> **Your instructions**
The required output is the line containing "Every instance of the log" through the final line of the material below, printed exactly, with no other lines.
* begin Supplied material *
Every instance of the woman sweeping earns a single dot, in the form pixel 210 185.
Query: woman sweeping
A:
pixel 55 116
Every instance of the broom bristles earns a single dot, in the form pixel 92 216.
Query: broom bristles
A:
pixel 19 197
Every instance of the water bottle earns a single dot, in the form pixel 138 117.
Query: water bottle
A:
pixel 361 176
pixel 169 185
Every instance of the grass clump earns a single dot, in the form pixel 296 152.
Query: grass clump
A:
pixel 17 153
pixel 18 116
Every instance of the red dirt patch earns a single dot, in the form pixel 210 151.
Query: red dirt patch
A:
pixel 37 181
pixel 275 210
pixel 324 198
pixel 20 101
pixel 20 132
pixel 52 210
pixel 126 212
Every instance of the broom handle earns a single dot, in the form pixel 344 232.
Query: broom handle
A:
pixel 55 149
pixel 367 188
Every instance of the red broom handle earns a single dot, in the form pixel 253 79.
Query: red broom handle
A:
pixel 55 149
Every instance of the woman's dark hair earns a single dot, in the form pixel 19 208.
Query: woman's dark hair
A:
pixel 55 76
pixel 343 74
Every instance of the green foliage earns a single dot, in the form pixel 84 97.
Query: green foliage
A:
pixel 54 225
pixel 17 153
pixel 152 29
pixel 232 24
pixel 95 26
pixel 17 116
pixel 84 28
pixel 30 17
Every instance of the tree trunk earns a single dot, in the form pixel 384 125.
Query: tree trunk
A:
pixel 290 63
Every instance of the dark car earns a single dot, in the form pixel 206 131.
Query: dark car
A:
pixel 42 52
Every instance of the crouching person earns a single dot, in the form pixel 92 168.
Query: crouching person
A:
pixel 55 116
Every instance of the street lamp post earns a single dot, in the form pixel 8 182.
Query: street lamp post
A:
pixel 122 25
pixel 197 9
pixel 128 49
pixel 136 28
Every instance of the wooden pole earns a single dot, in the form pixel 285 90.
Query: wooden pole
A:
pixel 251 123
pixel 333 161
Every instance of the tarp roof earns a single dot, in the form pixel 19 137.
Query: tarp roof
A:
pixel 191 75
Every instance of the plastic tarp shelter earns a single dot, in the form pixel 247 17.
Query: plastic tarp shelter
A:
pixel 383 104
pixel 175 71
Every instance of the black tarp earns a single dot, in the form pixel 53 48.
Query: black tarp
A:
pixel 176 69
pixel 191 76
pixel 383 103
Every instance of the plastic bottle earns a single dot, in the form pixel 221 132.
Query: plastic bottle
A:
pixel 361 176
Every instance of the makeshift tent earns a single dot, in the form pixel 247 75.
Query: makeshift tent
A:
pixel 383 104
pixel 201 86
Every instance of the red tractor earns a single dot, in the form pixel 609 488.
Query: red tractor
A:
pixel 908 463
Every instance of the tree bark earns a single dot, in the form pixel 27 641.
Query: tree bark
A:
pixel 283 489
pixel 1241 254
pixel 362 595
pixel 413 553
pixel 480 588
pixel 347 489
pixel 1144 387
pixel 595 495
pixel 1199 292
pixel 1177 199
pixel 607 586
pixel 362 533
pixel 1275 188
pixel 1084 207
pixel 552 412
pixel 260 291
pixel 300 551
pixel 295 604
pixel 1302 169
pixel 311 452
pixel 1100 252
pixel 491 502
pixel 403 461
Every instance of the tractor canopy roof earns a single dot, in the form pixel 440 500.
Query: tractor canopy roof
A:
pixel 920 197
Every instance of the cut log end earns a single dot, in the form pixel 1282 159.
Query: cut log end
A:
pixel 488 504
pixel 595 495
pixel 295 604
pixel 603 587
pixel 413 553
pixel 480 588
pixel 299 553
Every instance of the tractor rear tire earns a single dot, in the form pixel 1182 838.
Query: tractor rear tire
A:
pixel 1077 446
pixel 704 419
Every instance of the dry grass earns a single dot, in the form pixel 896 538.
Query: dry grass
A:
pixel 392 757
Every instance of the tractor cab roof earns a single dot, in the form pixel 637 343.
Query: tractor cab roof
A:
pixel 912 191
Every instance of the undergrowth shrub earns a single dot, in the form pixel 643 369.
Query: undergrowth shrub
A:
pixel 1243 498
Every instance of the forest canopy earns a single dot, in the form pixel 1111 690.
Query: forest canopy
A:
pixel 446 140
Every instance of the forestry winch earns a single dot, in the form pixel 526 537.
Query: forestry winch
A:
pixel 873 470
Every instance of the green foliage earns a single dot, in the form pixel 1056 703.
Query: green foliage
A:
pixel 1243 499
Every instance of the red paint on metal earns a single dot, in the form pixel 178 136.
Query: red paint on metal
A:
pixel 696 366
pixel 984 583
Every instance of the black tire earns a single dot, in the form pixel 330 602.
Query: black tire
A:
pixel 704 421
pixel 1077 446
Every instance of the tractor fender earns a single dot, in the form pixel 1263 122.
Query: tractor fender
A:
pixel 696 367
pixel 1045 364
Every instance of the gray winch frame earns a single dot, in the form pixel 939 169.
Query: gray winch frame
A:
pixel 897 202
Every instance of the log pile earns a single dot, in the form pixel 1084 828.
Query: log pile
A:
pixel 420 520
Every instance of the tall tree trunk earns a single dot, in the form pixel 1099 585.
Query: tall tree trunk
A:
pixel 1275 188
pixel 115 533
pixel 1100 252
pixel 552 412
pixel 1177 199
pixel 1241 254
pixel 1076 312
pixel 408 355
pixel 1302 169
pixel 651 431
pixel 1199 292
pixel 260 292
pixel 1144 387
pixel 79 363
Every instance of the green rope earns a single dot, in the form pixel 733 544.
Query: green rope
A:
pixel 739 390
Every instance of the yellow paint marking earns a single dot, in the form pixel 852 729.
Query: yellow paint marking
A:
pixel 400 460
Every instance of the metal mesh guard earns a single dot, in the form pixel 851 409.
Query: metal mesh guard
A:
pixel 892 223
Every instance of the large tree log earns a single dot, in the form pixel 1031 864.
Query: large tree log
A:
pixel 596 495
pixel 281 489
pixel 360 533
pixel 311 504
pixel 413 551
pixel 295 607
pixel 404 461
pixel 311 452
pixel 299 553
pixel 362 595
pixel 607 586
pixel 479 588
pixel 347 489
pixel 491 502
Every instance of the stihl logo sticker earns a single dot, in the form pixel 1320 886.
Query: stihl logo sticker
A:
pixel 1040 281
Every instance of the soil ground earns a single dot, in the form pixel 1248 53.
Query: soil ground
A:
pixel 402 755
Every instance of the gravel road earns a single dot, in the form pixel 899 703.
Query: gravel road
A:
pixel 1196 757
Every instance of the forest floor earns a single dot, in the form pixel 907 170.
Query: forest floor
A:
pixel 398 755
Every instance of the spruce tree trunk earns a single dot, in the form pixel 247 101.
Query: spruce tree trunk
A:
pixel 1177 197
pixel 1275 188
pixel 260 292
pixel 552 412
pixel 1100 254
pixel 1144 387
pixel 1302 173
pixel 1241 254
* end Supplied material *
> **Result of the exercise**
Every instance of the log pile earns a single dot, in the form pixel 1084 828.
Query: log pile
A:
pixel 420 520
Every instance of the tall tree trunk earns a single dot, in the form pixel 1099 585.
Query: tall tree trunk
A:
pixel 1275 188
pixel 115 533
pixel 1100 252
pixel 552 412
pixel 1177 199
pixel 1241 254
pixel 1076 312
pixel 408 355
pixel 1302 169
pixel 651 431
pixel 1199 292
pixel 260 292
pixel 1144 387
pixel 79 363
Every instance of the green rope earns a single dot, in the form pixel 733 544.
Query: green rope
A:
pixel 739 390
Every instance of the yellow paint marking earns a single dot, in the form pixel 852 729.
Query: yellow paint marking
A:
pixel 400 460
Every instance of the metal mesh guard earns a single dot, in the form pixel 851 409.
Query: metal mesh guard
A:
pixel 892 223
Every instance of the large tree log earns a single dot, in the form pixel 1031 864.
Query: large tree log
A:
pixel 596 495
pixel 281 489
pixel 360 533
pixel 311 504
pixel 413 551
pixel 295 607
pixel 404 461
pixel 311 452
pixel 299 553
pixel 362 595
pixel 607 586
pixel 479 588
pixel 347 489
pixel 491 502
Every instance of the stihl logo sticker earns a single dot, in the form pixel 1320 886.
Query: stihl logo sticker
A:
pixel 1040 281
Every instance of the soil ground earns a single dot, in the form pixel 1248 53.
Query: soil ground
A:
pixel 402 755
Every instance of the gravel road earns a single dot, in the form pixel 899 703.
Query: gravel road
A:
pixel 1196 757
Every instance of the forest floor earns a single dot, in the form pixel 907 170.
Query: forest floor
A:
pixel 398 755
Every instance of the spruce tree trunk earns a single dot, in the form pixel 247 101.
Query: spruce tree trunk
A:
pixel 1177 197
pixel 1275 188
pixel 260 292
pixel 552 412
pixel 1100 254
pixel 1144 387
pixel 1302 173
pixel 1241 254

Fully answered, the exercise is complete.